** BEGIN Passage to read **

These things may have Marine Corps resources present, but are cents on the dollar compared to the costs the other Services provide.  It may be fiscally prudent to do things this way, but to then turn around and say "we're cheaper" is simply disingenuous. To their credit, the Marines do invest well in some things, and have great results (e.g. Infantry, marksmanship, etc).  And by being smaller, they have significantly less overhead, especially when a lot of that cost is sloughed off to other Services.


----------



## Simmerin' SigO (Mar 4, 2008)

*2 of 3*



> To call MSOB nothing more than a ranger unit that is nothing special is also an insult. You have no idea how much training and sacrifices those guys have made to get this thing up and running, or how hard it was for some of them just to get into the unit, not to mention the day to day training.



I never said a ranger unit is "nothing special".  In fact, I think I said that this is an excellent baseline for any SOF DA/SR type unit.  "SOF" is Special Operations Forces, in case you forgot.  So I think I have a conceptual understanding of how hard this is.  My 22 yrs of service in mostly SOF and Combat Arms units provides my actual understanding - I'll send my DD214 to the moderators for "vetting" my bonafides.  So spare me the crank-measuring contest.

If you want to be insulted, feel free - it's your right.  But you do that on your own - not by anything I've written here.


----------



## Simmerin' SigO (Mar 4, 2008)

*3 of 3*



> So I think it would be a good idea to refrain from giving an opinion that is based on partial information, until you have something more concrete than what I can only guess is scuttlebutt you've heard and an FM from the 80's. :2c:



Citing doctrine is not "scuttlebutt".  And since you've you spent more time  moaning about what I cited rather than refuting anything on point, it's fair to conclude that you missed the idea that it actually makes a strong case of (positive) comparison between a ranger type unit and an MSOC.

** END Passage to read **
** BEGIN Information provided **

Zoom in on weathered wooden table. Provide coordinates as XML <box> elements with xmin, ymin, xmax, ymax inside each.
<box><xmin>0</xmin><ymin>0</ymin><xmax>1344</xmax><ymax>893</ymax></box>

** END Information provided **

Your goal:
Answer these questions from the forum thread.
(a) Which two things are given as examples of where the Marines invest well?
(b) How many years of service does the poster claim, and in what kinds of units?
(c) What does "SOF" stand for?

Expected answer:
(a) Infantry and marksmanship.
(b) 22 years, mostly in SOF and Combat Arms units.
(c) Special Operations Forces.